**Stated goal**
Transcribe each record below word for word.
==== Material provided ====
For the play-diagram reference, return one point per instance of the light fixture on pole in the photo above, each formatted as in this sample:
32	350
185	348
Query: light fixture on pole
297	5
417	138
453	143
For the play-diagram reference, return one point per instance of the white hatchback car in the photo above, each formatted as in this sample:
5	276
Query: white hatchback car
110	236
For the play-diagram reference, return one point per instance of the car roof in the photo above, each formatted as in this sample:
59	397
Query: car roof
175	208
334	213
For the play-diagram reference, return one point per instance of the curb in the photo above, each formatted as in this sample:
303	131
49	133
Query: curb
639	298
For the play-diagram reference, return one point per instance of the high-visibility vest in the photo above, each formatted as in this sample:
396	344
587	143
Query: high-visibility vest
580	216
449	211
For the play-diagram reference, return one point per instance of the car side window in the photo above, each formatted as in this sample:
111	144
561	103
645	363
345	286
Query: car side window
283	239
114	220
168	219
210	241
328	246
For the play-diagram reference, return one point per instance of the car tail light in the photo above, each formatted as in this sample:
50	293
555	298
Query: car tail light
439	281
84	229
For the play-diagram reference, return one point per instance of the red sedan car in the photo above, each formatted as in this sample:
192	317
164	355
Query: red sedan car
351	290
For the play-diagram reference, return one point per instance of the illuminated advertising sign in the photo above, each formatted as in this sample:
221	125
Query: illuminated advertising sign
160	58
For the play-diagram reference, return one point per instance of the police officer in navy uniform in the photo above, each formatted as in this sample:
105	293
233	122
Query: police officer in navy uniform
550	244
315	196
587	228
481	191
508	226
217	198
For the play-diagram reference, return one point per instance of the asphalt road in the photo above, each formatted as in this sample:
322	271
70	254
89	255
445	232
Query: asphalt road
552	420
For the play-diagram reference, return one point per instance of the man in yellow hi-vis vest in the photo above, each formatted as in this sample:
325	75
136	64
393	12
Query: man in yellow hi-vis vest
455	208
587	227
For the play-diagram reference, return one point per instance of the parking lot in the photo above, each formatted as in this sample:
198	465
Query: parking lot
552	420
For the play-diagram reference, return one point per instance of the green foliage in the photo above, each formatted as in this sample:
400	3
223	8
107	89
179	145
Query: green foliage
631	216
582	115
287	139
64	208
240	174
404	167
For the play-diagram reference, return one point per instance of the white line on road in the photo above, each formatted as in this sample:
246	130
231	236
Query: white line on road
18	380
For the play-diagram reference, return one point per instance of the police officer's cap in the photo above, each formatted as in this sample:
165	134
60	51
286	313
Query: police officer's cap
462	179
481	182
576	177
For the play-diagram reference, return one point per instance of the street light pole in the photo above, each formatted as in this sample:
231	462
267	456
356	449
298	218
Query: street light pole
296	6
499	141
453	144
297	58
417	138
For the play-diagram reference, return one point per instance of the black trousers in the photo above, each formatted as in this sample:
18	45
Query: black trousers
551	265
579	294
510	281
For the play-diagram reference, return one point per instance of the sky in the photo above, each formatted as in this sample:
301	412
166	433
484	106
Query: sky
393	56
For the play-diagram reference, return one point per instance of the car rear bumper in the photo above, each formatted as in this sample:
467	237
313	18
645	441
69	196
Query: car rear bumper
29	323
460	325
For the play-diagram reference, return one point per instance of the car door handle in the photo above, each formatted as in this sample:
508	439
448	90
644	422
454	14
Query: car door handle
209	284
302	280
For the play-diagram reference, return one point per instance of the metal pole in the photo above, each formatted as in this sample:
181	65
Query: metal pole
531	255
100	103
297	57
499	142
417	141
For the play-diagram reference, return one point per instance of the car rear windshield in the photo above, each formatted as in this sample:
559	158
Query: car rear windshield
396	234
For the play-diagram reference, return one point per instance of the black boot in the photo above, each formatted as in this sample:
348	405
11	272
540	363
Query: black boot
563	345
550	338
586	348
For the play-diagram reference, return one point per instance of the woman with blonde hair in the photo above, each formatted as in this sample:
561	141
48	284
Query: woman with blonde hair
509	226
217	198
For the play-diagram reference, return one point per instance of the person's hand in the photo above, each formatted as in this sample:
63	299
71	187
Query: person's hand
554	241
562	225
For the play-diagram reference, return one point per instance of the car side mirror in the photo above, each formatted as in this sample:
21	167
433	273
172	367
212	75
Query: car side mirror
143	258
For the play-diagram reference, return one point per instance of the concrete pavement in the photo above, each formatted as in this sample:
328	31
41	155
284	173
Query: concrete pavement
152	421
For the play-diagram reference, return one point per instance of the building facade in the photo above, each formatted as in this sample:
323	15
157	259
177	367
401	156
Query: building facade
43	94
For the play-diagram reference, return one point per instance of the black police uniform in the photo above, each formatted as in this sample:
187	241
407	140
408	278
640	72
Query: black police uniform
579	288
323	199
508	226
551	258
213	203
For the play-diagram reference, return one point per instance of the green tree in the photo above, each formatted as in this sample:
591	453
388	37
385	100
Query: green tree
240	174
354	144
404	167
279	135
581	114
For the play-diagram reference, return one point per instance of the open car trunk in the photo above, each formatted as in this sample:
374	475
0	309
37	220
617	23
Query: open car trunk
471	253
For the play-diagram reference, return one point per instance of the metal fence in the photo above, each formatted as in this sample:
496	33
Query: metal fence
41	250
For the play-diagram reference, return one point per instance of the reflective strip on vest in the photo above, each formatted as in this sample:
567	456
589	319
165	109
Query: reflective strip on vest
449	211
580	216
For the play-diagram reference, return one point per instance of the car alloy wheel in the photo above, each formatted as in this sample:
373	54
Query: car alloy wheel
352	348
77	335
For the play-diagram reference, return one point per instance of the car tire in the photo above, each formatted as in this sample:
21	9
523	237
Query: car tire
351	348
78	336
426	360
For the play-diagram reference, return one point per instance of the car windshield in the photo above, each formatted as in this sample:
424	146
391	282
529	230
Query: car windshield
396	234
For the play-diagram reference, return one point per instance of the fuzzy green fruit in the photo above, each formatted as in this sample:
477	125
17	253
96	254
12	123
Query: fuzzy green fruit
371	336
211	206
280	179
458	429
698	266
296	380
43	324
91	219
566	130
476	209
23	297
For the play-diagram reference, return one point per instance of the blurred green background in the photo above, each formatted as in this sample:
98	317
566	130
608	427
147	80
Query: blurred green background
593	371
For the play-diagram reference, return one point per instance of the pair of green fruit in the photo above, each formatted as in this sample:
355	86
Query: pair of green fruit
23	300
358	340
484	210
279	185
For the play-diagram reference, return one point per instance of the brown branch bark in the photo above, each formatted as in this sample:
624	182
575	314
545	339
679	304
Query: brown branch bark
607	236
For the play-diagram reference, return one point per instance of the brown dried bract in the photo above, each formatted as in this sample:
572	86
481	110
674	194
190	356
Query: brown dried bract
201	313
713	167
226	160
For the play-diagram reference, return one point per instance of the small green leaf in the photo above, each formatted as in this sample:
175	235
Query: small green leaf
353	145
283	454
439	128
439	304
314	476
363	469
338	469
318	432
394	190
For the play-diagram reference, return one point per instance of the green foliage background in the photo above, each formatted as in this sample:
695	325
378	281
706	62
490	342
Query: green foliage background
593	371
====
**Finished exercise**
For the play-diagram reference, return one point per instance of the light fixture on pole in the photo above, each formatted as in this sample:
32	350
185	348
Query: light fixture on pole
297	5
417	138
453	143
For the play-diagram reference, return one point per instance of the white hatchback car in the photo above, each formatted as in this sample:
5	276
Query: white hatchback car
110	236
For the play-diagram reference, return one point per instance of the car roof in the photo above, each formatted as in this sample:
59	397
Query: car roof
175	208
334	213
For the play-diagram reference, return one point per instance of the curb in the photo above, each formatted as in this sample:
303	131
49	133
Query: curb
639	298
For the play-diagram reference, return one point per instance of the high-visibility vest in the photo above, each formatted as in this sample:
396	344
587	143
Query: high-visibility vest
580	216
449	211
For the play-diagram reference, return one point per instance of the car side window in the photo above, each formatted as in this sample:
111	144
561	103
645	363
345	286
Query: car side window
283	239
114	220
168	219
210	241
328	246
For the play-diagram reference, return one point per instance of the car tail light in the photo above, each formatted as in this sample:
50	293
555	298
Query: car tail light
439	281
84	229
For the play-diagram reference, return one point per instance of the red sedan car in the photo above, each formatted as in this sample:
192	317
164	355
Query: red sedan car
351	290
For the play-diagram reference, return one point per instance of the illuminated advertising sign in the photo above, each formatted as in this sample:
221	125
Query: illuminated advertising sign
160	58
For the play-diagram reference, return one point per instance of the police officer in navy uniform in the photo above, each formatted as in this sample:
105	293
233	122
Query: police officer in navy uniform
550	244
315	196
587	228
481	191
508	226
217	198
For the play-diagram reference, return one point per instance of the asphalt road in the photo above, each formatted as in this sample:
322	271
70	254
89	255
445	232
Query: asphalt road
552	420
For the play-diagram reference, return one point per instance of the man in yellow hi-vis vest in the photo above, each formatted as in this sample:
325	75
136	64
393	12
Query: man in yellow hi-vis vest
455	208
587	227
For the play-diagram reference, return one point per instance of the parking lot in the photo above, each formatted as in this sample:
198	465
Query: parking lot
552	420
For the play-diagram reference, return one point per instance of the green foliage in the photo above, each formatted as in this sample:
400	3
223	8
107	89
179	145
Query: green foliage
631	216
582	115
287	139
64	208
240	174
404	167
For the play-diagram reference, return one point per instance of the white line on road in the photo above, each formatted as in this sample:
246	130
231	236
Query: white line on road
18	380
For the play-diagram reference, return one point per instance of the police officer's cap in the photo above, each formatted as in this sample:
165	134
60	51
286	313
Query: police officer's cap
462	179
481	182
576	177
For the play-diagram reference, return one point per instance of the street light pole in the photo above, each formatted as in this sample:
231	462
267	456
356	449
298	218
Query: street light pole
296	6
499	141
453	144
297	58
417	138
For the play-diagram reference, return one point per instance of the black trousers in the photo above, each formatted as in this sample:
18	45
Query: black trousers
551	265
579	294
510	281
For the play-diagram reference, return one point per instance of the sky in the photo above, each formatted as in this sample:
301	412
166	433
484	106
Query: sky
393	56
For the play-diagram reference, return one point per instance of the car rear bumper in the photo above, each formatted as in this sample:
467	237
313	18
645	441
69	196
Query: car rear bumper
29	323
460	325
For the play-diagram reference, return one point per instance of the car door handle in the photo above, each formatted as in this sample:
508	439
448	90
644	422
454	14
Query: car door handle
209	284
302	280
For the play-diagram reference, return one point per instance of the metal pole in the photo above, each formatted as in this sample:
181	65
Query: metal pole
531	255
100	103
297	57
499	142
417	141
For the play-diagram reference, return one point per instance of the car rear windshield in the photo above, each formatted as in this sample:
559	158
Query: car rear windshield
396	234
For the play-diagram reference, return one point per instance of the black boot in the photo above, each formatted as in this sample:
348	405
11	272
540	363
Query: black boot
563	345
550	338
586	348
For the play-diagram reference, return one point per instance of the woman with blonde hair in the photo above, each formatted as in this sample:
561	141
48	284
Query: woman with blonde hair
509	226
217	198
For the play-diagram reference, return one point per instance of the person's hand in the photo above, each formatted as in this sample:
63	299
71	187
Query: person's hand
554	241
562	225
For the play-diagram reference, return one point per instance of the car side mirror in the photo above, each formatted as in this sample:
21	167
433	273
172	367
212	75
Query: car side mirror
143	258
For the play-diagram reference, return one point per instance of the concrete pavement in the photo above, each formatted as in this sample:
328	31
41	155
284	173
Query: concrete pavement
152	421
For the play-diagram reference, return one point per instance of the building facade in the photo above, each formatted as in this sample:
323	15
157	259
177	367
401	156
Query: building facade
43	94
For the play-diagram reference, return one point per instance of the black police uniform in the photo above, each formatted as in this sample:
187	241
407	140
408	278
640	72
Query: black police uniform
579	288
323	199
508	226
551	258
213	203
For the play-diagram reference, return one point per instance of the green tree in the photo above, each formatted as in this sample:
591	453
388	37
385	100
Query: green tree
240	174
354	144
404	167
279	135
581	114
For the play-diagram reference, return one point per instance of the open car trunk in the photo above, each formatted as in this sample:
374	475
0	309
37	220
617	23
Query: open car trunk
471	253
For the play-diagram reference, return one point per instance of the metal fence in the photo above, each formatted as in this sample:
496	33
Query: metal fence
41	250
For the play-diagram reference, return one point per instance of the reflective strip on vest in the photo above, each formatted as in this sample:
567	456
589	319
165	109
Query: reflective strip on vest
449	211
580	216
For the play-diagram reference, return one point per instance of the car alloy wheel in the photo above, each formatted as in this sample:
373	54
Query: car alloy wheel
352	348
77	335
For the play-diagram reference, return one point per instance of the car tire in the photo above, each formatted as in this sample:
21	9
523	237
Query: car tire
351	348
78	336
426	360
For the play-diagram reference, return one point per instance of the car windshield in the photo above, each formatted as in this sample:
424	146
391	282
529	230
Query: car windshield
396	234
For the play-diagram reference, return one point per instance of the fuzzy green fruit in the photo above, each formatted as in this sample:
477	125
17	253
96	254
12	123
Query: fuzzy green fruit
371	336
211	206
280	179
458	429
698	266
296	380
43	324
91	219
566	130
476	209
23	297
For the play-diagram reference, return one point per instance of the blurred green background in the photo above, each formatted as in this sample:
98	317
566	130
608	427
147	80
Query: blurred green background
593	371
For the play-diagram reference, return one point per instance of the pair of green fruit in the photo above, each formatted as in this sample:
355	86
Query: pair of green fruit
23	300
358	340
484	210
279	185
For the play-diagram reference, return one point per instance of the brown branch bark in the photo above, each formatted as in this sample:
624	182
575	314
545	339
679	304
Query: brown branch bark
607	236
For the play-diagram reference, return one point per instance of the brown dried bract in the photo above, each formatted as in this sample:
572	86
481	110
674	194
190	356
Query: brown dried bract
201	313
713	167
226	160
For the play-diagram reference, return one point per instance of the small green leaf in the photo above, each formatted as in this sample:
175	235
Query: small green leaf
353	145
283	454
439	128
439	304
314	476
363	469
338	469
318	432
394	190
For the play-diagram reference, return one point per instance of the green foliage background in the photo above, each formatted as in this sample:
695	325
378	281
706	62
490	342
Query: green foliage background
593	371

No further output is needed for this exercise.